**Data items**
+++

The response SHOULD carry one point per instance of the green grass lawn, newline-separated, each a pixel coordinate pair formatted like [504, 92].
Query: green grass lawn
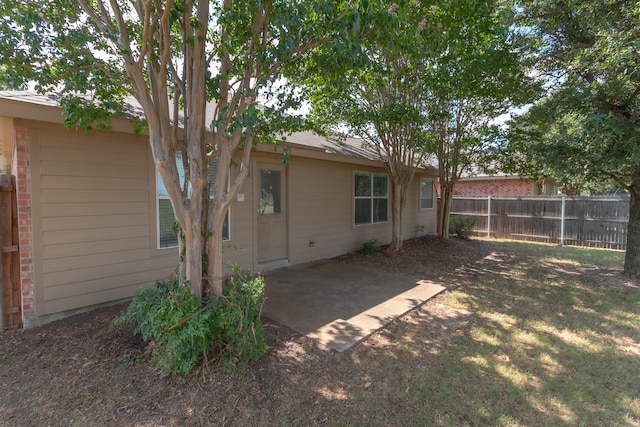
[537, 335]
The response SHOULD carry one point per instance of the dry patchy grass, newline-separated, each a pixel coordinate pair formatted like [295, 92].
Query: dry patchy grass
[525, 335]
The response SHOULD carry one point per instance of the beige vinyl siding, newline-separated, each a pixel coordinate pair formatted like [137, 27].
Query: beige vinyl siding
[91, 218]
[321, 211]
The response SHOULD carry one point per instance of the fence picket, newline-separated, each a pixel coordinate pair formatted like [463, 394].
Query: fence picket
[593, 221]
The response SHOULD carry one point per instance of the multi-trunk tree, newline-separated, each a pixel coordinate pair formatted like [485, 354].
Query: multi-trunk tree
[174, 57]
[586, 131]
[374, 86]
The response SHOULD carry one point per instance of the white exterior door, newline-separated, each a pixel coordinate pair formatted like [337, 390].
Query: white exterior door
[271, 212]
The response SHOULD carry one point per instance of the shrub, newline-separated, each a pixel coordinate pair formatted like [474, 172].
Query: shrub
[184, 328]
[369, 247]
[462, 226]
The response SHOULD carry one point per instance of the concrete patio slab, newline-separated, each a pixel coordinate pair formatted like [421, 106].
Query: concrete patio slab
[340, 304]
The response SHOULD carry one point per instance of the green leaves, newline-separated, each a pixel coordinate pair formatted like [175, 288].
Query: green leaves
[585, 132]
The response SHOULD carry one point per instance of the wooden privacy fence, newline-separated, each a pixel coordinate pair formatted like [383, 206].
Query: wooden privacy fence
[10, 301]
[592, 221]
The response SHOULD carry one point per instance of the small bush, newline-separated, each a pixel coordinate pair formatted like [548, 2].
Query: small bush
[369, 247]
[461, 226]
[184, 328]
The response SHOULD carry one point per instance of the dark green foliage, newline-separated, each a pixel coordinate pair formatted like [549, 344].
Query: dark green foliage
[369, 247]
[184, 328]
[462, 226]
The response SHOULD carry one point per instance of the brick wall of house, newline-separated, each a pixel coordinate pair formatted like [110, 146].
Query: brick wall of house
[495, 187]
[22, 169]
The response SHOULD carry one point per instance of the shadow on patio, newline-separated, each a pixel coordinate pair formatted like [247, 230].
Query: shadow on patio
[340, 304]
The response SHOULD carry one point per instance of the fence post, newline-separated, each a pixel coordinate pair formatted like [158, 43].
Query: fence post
[564, 199]
[489, 216]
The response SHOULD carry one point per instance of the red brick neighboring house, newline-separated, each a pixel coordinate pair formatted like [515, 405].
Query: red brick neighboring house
[505, 185]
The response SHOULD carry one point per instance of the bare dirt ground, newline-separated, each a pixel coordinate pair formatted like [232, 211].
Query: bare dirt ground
[78, 372]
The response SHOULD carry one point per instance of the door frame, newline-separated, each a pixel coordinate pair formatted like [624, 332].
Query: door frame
[275, 164]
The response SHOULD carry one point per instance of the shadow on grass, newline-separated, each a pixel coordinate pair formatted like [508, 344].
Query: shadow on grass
[540, 347]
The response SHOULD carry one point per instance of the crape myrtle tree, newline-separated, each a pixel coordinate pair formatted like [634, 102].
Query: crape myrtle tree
[374, 86]
[586, 130]
[478, 73]
[174, 56]
[425, 79]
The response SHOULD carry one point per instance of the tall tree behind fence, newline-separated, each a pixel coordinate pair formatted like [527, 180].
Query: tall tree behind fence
[580, 221]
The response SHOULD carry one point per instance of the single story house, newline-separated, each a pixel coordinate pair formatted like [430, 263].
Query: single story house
[505, 185]
[94, 225]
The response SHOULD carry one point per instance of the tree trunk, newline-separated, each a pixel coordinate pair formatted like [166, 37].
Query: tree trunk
[396, 216]
[632, 255]
[215, 271]
[444, 209]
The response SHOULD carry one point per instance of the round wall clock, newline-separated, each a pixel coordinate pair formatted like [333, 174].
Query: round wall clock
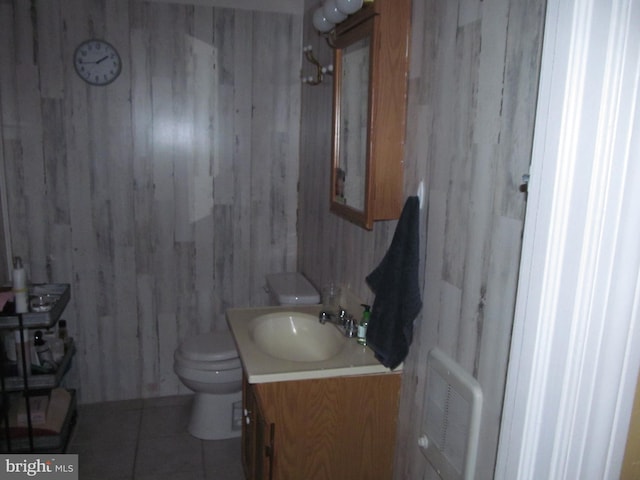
[97, 62]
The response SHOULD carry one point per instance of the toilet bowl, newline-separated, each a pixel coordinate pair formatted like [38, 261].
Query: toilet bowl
[209, 365]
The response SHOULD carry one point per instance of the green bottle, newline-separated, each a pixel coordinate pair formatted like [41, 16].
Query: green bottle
[364, 323]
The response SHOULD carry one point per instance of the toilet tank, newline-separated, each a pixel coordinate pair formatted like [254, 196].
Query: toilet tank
[291, 288]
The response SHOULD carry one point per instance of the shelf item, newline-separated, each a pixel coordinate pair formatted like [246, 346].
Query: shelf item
[50, 438]
[56, 295]
[14, 383]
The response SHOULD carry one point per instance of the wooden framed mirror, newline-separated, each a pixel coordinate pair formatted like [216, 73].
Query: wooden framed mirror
[369, 112]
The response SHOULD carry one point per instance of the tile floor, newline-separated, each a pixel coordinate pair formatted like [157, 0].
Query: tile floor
[147, 439]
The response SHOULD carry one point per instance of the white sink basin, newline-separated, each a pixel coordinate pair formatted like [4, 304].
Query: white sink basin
[295, 336]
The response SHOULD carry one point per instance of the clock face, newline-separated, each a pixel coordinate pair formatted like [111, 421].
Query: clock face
[97, 62]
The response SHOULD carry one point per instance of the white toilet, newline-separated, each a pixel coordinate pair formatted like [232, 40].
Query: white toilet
[209, 365]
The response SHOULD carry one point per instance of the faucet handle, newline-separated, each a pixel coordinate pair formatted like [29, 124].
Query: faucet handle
[350, 327]
[324, 316]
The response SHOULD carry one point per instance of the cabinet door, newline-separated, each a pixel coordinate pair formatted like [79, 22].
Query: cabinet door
[257, 439]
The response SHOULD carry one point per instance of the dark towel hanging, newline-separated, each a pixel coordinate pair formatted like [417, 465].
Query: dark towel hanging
[397, 292]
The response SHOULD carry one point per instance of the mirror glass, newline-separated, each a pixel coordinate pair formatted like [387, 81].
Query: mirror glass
[350, 161]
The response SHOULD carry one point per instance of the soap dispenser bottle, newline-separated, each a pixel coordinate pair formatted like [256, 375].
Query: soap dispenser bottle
[364, 323]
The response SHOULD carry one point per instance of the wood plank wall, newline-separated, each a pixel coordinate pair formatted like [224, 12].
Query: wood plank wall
[164, 197]
[473, 82]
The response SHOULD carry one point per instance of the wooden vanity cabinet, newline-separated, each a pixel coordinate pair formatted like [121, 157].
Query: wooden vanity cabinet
[330, 428]
[257, 438]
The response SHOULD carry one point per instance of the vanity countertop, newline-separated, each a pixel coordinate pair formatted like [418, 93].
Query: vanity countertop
[353, 359]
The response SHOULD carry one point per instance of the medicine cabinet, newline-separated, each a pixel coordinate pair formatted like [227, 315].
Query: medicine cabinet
[369, 112]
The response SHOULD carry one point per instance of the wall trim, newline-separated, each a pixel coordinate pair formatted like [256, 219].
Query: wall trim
[282, 6]
[573, 366]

+++

**How to complete this task**
Output the entries above verbatim. Omit the images.

**Exercise result**
The response SHOULD carry one point per instance of the green grass lawn, newline-separated, each a pixel coordinate pair formatted like [504, 92].
Query: green grass lawn
[537, 335]
The response SHOULD carry one point per instance of the dry patchy grass, newline-separated, each a pixel coordinate pair formatted like [295, 92].
Query: dry patchy grass
[525, 335]
The response SHOULD carry one point per instance of the beige vinyl siding, newline-separated, each a pixel coordinate pair formatted like [137, 27].
Query: beige vinyl siding
[91, 218]
[321, 211]
The response SHOULD carry one point per instance of the fence picket, newline-separated, each a pixel coordinate pair formatted like [463, 394].
Query: fence picket
[593, 221]
The response SHOULD carry one point per instance of the multi-trunk tree, newline-separated, each a pixel coordinate pair formatted like [485, 354].
Query: multi-trunk tree
[174, 57]
[586, 131]
[374, 86]
The response SHOULD carry one point per instance of the white exterior door, newline-separated, each a pixel coordinate pair formatted like [337, 390].
Query: white exterior door
[271, 212]
The response SHOULD carry one point per instance of the shrub, newline-separated, each a pixel coordinate pair formatted like [474, 172].
Query: shrub
[184, 328]
[369, 247]
[462, 226]
The response SHOULD carry one point per instance of the concrete patio slab, newline-separated, each a pixel coordinate pair formatted like [421, 106].
Query: concrete patio slab
[340, 304]
The response SHOULD carry one point per instance of the green leaves, newline-separated, each a pixel coordinate pair formatted like [175, 288].
Query: green leaves
[585, 132]
The response SHOULD carry one point per instance of the wooden privacy fence, newline-separated, each a pixel coordinate pair formatted like [383, 206].
Query: wooden privacy fence
[10, 301]
[592, 221]
The response SHOULD carry one point per instance of the small bush, newline-separated, each a pixel coordinate pair formatted like [548, 2].
Query: small bush
[369, 247]
[461, 226]
[184, 328]
The response SHOULD carry one point per instance of the dark green foliage, newline-separated, each a pixel coordinate pair formatted like [549, 344].
Query: dark green foliage
[369, 247]
[184, 328]
[462, 226]
The response SHOULD carry one point per instance of the brick wall of house, newline-separated, each a pixel coordinate pair formatted like [110, 146].
Query: brick wall of house
[495, 187]
[22, 169]
The response SHOULD carry one point per instance of the shadow on patio, newline-separated, each a pixel coordinate pair formatted like [247, 230].
Query: shadow on patio
[340, 304]
The response SHOULD carry one point per instance of the fence post, newline-separated, each a pixel coordinate pair formatted like [158, 43].
Query: fence post
[564, 199]
[489, 216]
The response SHOULD carry one point per instance of the red brick neighboring house, newline-separated, each a pixel coordinate pair formatted like [515, 405].
Query: red brick neighboring house
[505, 185]
The response SHOULD carry one point per instance of the bare dirt ground, newline-separated, each a pixel coordinate pair formatted like [232, 211].
Query: bare dirt ground
[78, 372]
The response SHOULD carry one point per instance of the door frame, newline-separated, each a pixel coordinate pair formatted like [624, 332].
Query: door frame
[275, 164]
The response SHOULD carry one point per instance of the shadow on grass, newline-separated, each a pixel coordinate pair formatted like [508, 344].
Query: shadow on grass
[540, 347]
The response SHOULD carry one point per instance of the crape myrtle tree, newline-separated, each a pixel coordinate pair formatted like [634, 102].
Query: crape myrtle tree
[374, 86]
[586, 130]
[478, 73]
[174, 56]
[425, 79]
The response SHOULD carry one point per instance of the tall tree behind fence, newline-separated, each a pixel coordinate pair formatted like [527, 180].
Query: tall tree behind fence
[580, 221]
The response SHOULD carry one point per instance of the single story house, newline-separated, each a pixel coordinate pair formatted like [430, 263].
Query: single story house
[505, 185]
[94, 225]
The response SHOULD carry one point per instance of the tree trunk, newline-separated, each a pixel coordinate pair formatted like [166, 37].
Query: tree trunk
[396, 216]
[632, 255]
[215, 271]
[444, 209]
The response SHOULD carry one point per instance of the round wall clock, newline-separated, each a pixel coordinate pair formatted like [333, 174].
Query: round wall clock
[97, 62]
The response SHOULD carry one point per instance of the toilet bowl, newline-separated, each a pixel coordinate pair formatted like [38, 261].
Query: toilet bowl
[209, 365]
The response SHOULD carry one point per instance of the green bottle, newline-separated, each a pixel coordinate pair formatted like [41, 16].
Query: green bottle
[364, 323]
The response SHOULD carry one point per instance of the toilet tank, newline-separated, each a pixel coordinate pair formatted like [254, 196].
Query: toilet tank
[291, 288]
The response SHOULD carry one point per instance of the shelf item, newline-separated, each a pixel coordinate pair formatted like [246, 346].
Query: shelf item
[50, 438]
[56, 295]
[14, 383]
The response SHOULD carry one point per instance of the wooden framed mirror, newline-separated, each a pixel coordinate pair formatted like [216, 73].
Query: wooden framed mirror
[369, 112]
The response SHOULD carry one point per instance of the tile floor, newline-separated, each a pixel coordinate pair formatted like [157, 0].
Query: tile floor
[147, 439]
The response SHOULD carry one point per instance of the white sink basin, newline-separated, each a pixel coordinate pair formatted like [4, 304].
Query: white sink basin
[295, 336]
The response SHOULD carry one point per instance of the clock face, newline-separated, each a pixel coordinate pair formatted like [111, 421].
Query: clock face
[97, 62]
The response SHOULD carry one point per instance of the white toilet, newline-separated, each a pixel coordinate pair formatted like [232, 40].
Query: white toilet
[209, 365]
The response SHOULD carry one point per instance of the faucet handle, newline-separated, each a pixel coordinate pair formatted like [29, 124].
Query: faucet handle
[350, 327]
[324, 316]
The response SHOULD carry one point per instance of the cabinet door, newline-separated, each a pixel coordinate pair formatted like [79, 22].
Query: cabinet door
[257, 439]
The response SHOULD carry one point per instance of the dark towel hanging, newline-separated, each a pixel coordinate pair formatted like [417, 465].
Query: dark towel hanging
[397, 292]
The response SHOULD carry one point per instance of the mirror glass, newline-separated, each a pixel coordinate pair formatted like [387, 81].
Query: mirror glass
[350, 161]
The response SHOULD carry one point per instance of the soap dispenser bottle, newline-separated, each a pixel coordinate pair formatted like [256, 375].
Query: soap dispenser bottle
[364, 323]
The response SHOULD carry one point per instance of the wood plank wall, newline-separated, each a pixel coordinate pair formatted like [224, 12].
Query: wood plank wall
[164, 197]
[473, 82]
The response SHOULD carry one point per instance of the wooden vanity cabinet, newline-separated, each a pixel coordinate pair formatted like [121, 157].
Query: wooden vanity cabinet
[330, 428]
[257, 438]
The response SHOULD carry one point per instance of the vanity countertop, newline-separated, each a pixel coordinate pair formatted like [418, 93].
Query: vanity countertop
[353, 359]
The response SHOULD carry one point per instance of the medicine cabinet, newline-separated, each a pixel coordinate pair formatted like [227, 315].
Query: medicine cabinet
[369, 112]
The response SHOULD carry one point per instance of the wall trim, newline-separated, each a pixel coordinate pair formatted like [256, 219].
Query: wall trim
[282, 6]
[573, 366]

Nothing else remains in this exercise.